Quoted passage:

Zip codes in the San Francisco Bay Area known for luxury homes saw a 13.4% average jump in home prices in the two years following the launch of ChatGPT, according to a new report from Redfin. That’s a significantly larger jump than any other price segment in the Bay Area and more than double the 6.3% average increase in the segment immediately below luxury. The most affordable Bay Area zip codes saw home prices fall.
This marks a divergence from the two years leading up to the launch of ChatGPT, when home-price growth was comparable across the Bay Area market. Growth during this 2020-2022 period was close to 20% across the five price segments Redfin analyzed, largely due to record-low mortgage rates and the pandemic homebuying frenzy.
ChatGPT is run by OpenAI, which helped kick off the AI frenzy with its launch in 2022. In March, OpenAI closed a record funding round of $122 billion at a post money valuation of $852 billion.
“Luxury homeowners in Silicon Valley saw their housing wealth jump during the pandemic, and now it’s jumping again thanks to the advent of artificial intelligence and the high-paying jobs that come with it,” said Redfin Senior Economist Yingqi Xu. “Meanwhile, some owners of lower-end properties have missed out on the AI boom, with home prices in the most affordable Bay Area zip codes declining over the past two years. It’s another sign of the K-shaped economy taking shape in the Bay Area, with AI lifting the fortunes of some households and neighborhoods much more than others.”
Redfin’s report uses MLS data to compare growth in median home sale prices across price segments during the following periods: 2020-2022 and 2023-2025. When the report refers to the launch of ChatGPT, it is specifically referring to the launch of GPT-3.5—OpenAI’s language model that debuted in November 2022 and helped turn AI from a niche tool into something millions of everyday people use.

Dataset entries
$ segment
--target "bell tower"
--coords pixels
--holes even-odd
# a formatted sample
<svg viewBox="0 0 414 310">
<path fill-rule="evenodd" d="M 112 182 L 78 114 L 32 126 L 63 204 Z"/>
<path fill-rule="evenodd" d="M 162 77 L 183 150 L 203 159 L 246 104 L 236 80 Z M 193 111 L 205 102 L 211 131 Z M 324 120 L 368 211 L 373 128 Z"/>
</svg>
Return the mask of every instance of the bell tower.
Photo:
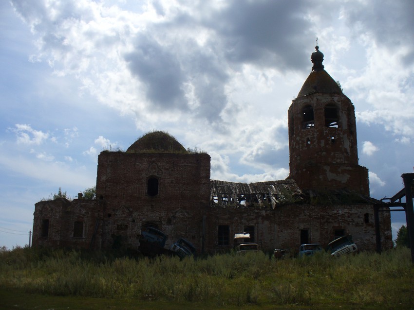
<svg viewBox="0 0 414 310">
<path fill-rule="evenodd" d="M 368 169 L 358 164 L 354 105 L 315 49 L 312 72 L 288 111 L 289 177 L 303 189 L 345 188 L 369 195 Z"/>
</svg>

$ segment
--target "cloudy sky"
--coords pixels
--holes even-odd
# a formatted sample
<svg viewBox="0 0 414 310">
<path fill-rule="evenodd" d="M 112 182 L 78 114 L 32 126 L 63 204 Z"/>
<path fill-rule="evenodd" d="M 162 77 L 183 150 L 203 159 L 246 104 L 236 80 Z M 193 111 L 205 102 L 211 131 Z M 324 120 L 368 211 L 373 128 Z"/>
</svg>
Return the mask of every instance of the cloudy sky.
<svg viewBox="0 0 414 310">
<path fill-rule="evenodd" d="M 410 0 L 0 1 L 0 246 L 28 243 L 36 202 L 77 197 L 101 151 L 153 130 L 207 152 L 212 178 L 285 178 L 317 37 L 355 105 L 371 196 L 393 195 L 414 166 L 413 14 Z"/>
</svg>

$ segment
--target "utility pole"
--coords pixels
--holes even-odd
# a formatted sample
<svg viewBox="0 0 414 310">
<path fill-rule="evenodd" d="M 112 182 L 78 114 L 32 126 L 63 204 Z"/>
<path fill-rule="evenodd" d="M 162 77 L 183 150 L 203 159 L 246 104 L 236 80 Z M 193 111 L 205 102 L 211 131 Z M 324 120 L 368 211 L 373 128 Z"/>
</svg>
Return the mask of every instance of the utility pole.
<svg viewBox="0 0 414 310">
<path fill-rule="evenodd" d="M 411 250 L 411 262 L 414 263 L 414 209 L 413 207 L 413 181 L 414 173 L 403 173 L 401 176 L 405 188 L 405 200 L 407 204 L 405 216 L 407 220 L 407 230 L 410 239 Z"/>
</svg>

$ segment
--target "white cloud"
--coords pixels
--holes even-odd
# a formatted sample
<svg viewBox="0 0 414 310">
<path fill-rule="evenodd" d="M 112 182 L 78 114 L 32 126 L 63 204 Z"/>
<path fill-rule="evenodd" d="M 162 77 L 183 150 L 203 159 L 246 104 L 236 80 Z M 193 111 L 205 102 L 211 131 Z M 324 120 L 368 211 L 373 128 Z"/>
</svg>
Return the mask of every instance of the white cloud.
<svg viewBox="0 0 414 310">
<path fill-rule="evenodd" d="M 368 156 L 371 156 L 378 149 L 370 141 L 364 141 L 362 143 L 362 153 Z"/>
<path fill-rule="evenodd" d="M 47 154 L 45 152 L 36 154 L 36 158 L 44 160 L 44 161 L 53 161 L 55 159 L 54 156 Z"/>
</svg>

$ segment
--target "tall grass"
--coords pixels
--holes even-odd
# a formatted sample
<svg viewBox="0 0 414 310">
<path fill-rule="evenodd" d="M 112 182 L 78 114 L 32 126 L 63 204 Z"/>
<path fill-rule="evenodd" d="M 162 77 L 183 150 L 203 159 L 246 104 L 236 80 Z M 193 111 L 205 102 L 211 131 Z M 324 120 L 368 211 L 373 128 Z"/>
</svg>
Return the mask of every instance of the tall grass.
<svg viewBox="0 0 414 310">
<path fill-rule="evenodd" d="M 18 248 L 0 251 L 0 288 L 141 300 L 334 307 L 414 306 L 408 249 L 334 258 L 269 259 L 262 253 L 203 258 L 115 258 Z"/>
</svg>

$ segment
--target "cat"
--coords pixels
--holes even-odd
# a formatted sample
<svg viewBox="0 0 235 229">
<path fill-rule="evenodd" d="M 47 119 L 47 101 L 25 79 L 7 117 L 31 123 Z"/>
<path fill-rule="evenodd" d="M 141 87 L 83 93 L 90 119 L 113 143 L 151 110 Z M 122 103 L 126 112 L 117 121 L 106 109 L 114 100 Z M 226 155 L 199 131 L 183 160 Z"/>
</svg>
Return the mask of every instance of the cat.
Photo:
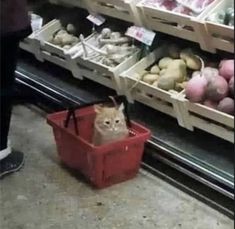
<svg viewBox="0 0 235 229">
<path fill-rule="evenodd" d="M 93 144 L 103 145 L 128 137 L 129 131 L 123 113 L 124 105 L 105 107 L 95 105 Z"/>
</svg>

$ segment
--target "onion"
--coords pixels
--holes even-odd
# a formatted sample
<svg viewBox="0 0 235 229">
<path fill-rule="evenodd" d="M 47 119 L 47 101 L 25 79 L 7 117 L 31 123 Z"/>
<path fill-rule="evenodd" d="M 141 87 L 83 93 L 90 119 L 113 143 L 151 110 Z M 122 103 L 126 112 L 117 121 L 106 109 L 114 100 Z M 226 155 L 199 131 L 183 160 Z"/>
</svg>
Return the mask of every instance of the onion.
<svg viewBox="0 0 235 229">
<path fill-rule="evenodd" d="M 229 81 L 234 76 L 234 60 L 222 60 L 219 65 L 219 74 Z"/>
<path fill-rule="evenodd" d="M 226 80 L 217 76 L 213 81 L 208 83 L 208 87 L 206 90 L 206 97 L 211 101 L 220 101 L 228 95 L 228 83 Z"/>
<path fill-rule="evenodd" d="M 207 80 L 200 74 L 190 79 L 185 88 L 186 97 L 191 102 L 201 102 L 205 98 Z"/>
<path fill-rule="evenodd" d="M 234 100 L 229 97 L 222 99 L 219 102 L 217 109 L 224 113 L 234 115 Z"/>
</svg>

Required work: In the article on Bay Area home prices, what was the average increase in home prices in luxury zip codes during the two years after ChatGPT launched? The records have no connection to the text.

Finished task: 13.4%